─── EXERCISE INPUT ───
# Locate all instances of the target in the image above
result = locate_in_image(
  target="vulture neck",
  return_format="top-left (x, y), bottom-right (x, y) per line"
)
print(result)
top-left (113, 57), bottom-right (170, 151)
───
#### [WHAT TO PRODUCE]
Rename "result" to "detections" everywhere in the material and return it with nothing else altered.

#### [RESULT OF THIS TASK]
# Locate all instances of the target in the image above
detections = locate_in_image(
  target="vulture neck",
  return_format="top-left (x, y), bottom-right (x, y) per line"
)
print(detections)
top-left (113, 57), bottom-right (170, 151)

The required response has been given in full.